REQUIRED TASK:
Copy verbatim the lines of the data from the line with "of the gabled" to the line with "[[121, 117], [146, 123]]", including both of those lines.

Stored entries:
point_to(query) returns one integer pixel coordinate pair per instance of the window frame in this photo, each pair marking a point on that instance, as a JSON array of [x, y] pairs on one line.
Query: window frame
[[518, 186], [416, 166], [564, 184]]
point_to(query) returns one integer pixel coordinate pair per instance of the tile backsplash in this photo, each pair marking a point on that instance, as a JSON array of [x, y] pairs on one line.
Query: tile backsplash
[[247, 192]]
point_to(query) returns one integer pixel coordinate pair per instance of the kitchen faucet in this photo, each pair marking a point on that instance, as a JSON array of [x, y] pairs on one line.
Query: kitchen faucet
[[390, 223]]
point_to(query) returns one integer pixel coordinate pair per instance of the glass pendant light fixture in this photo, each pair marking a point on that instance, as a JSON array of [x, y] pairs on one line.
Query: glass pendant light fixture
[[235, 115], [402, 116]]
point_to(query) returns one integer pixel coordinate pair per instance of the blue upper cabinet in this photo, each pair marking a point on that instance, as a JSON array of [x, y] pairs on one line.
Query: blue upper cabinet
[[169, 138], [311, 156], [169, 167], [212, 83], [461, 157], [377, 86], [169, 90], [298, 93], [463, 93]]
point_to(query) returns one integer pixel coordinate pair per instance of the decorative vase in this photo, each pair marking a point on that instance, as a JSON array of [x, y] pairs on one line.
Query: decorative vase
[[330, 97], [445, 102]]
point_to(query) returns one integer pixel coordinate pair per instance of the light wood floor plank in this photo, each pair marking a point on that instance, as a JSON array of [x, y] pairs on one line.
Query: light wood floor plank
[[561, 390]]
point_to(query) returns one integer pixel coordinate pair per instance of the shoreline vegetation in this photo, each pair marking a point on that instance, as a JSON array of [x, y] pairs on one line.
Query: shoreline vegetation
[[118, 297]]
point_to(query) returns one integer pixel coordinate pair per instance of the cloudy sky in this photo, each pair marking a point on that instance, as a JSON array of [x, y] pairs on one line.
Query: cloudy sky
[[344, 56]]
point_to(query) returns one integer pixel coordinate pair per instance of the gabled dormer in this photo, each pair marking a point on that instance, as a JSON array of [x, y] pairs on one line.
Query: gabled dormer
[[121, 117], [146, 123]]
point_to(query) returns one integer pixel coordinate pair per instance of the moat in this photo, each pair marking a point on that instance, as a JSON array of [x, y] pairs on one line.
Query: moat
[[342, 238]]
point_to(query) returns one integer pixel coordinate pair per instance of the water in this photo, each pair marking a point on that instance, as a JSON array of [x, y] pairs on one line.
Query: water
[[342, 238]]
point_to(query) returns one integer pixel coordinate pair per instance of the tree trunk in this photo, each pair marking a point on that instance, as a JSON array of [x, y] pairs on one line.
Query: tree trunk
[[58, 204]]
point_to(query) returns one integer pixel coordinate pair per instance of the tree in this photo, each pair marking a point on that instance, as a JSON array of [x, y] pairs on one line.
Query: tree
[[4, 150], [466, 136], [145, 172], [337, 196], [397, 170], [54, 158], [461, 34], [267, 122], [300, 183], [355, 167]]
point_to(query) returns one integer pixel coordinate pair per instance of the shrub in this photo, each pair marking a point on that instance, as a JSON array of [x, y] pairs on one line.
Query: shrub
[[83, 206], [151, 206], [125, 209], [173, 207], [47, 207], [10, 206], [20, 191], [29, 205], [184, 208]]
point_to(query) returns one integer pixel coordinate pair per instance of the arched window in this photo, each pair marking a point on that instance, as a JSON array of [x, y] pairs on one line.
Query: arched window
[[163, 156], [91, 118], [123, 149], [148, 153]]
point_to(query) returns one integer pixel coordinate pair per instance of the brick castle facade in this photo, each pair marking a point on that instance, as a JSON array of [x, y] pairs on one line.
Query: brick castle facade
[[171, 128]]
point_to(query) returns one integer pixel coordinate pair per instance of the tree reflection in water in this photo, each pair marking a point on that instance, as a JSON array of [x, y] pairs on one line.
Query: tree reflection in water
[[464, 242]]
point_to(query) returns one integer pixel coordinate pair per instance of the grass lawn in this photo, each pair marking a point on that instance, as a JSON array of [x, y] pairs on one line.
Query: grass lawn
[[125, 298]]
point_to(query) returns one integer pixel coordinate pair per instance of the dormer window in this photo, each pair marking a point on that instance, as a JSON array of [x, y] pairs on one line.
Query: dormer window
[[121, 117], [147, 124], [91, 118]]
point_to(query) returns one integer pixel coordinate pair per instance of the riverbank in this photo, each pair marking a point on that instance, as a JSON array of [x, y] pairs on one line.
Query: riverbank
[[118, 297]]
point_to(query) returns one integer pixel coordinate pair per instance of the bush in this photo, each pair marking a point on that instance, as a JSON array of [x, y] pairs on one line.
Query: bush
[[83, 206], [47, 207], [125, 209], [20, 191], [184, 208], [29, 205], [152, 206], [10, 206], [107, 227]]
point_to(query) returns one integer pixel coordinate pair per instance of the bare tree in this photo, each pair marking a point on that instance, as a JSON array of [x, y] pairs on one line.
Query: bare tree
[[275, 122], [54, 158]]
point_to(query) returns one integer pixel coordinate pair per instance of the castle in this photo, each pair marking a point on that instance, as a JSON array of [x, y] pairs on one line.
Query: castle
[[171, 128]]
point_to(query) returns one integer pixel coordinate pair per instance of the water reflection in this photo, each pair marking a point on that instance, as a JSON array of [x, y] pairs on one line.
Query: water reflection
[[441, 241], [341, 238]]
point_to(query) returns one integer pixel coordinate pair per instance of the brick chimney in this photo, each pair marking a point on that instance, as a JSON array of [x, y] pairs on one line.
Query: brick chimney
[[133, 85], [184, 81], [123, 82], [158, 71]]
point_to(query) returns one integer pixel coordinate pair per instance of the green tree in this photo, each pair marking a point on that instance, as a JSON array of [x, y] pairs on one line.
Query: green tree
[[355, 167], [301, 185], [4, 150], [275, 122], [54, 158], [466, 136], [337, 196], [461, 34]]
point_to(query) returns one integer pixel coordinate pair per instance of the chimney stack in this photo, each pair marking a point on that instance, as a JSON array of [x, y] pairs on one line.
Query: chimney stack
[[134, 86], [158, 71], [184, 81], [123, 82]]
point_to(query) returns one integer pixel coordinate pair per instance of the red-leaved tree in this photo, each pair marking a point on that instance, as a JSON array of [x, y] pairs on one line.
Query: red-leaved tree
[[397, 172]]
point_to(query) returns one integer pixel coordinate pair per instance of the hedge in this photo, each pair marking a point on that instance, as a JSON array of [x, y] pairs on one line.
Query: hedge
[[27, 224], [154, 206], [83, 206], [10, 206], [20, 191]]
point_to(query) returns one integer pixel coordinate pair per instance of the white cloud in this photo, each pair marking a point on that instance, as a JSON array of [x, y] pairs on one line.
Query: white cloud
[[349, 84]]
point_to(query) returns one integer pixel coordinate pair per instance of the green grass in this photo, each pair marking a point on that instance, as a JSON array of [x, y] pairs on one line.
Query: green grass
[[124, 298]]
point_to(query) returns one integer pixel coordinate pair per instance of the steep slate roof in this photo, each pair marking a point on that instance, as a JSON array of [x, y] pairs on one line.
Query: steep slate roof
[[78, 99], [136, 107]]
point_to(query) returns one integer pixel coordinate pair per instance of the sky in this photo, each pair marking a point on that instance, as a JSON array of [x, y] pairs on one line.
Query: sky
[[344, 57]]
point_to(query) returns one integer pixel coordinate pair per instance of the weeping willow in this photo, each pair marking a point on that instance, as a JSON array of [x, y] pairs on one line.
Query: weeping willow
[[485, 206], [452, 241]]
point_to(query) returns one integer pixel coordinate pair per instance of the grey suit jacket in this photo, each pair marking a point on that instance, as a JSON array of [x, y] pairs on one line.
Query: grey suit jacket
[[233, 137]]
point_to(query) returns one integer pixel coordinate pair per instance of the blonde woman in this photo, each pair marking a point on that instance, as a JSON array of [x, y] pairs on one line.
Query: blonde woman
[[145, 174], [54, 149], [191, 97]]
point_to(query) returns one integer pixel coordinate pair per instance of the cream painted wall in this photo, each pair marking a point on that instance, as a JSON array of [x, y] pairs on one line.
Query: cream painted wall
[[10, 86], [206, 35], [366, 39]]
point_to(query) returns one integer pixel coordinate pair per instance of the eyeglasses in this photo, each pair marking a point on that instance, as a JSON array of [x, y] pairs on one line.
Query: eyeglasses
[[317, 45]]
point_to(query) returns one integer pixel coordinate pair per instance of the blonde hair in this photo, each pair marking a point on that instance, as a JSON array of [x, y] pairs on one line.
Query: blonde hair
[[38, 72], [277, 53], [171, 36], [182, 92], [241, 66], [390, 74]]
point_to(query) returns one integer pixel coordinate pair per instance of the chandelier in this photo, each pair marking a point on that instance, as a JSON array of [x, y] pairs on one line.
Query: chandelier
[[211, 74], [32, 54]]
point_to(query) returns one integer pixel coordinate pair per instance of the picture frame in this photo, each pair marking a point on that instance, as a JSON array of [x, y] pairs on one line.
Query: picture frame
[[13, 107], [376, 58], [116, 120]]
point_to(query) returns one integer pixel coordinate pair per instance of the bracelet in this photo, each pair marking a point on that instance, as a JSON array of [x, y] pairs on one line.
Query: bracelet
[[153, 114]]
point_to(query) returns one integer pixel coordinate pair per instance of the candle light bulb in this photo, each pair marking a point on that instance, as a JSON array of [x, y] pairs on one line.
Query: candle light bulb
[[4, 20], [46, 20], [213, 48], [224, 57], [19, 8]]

COMPLETE ANSWER:
point_to(query) returns one integer pixel coordinate pair per instance of the gabled dormer in this photo, each pair marking a point on that instance, as a JSON array of [x, y] pairs on one line.
Query: gabled dormer
[[121, 117], [146, 123]]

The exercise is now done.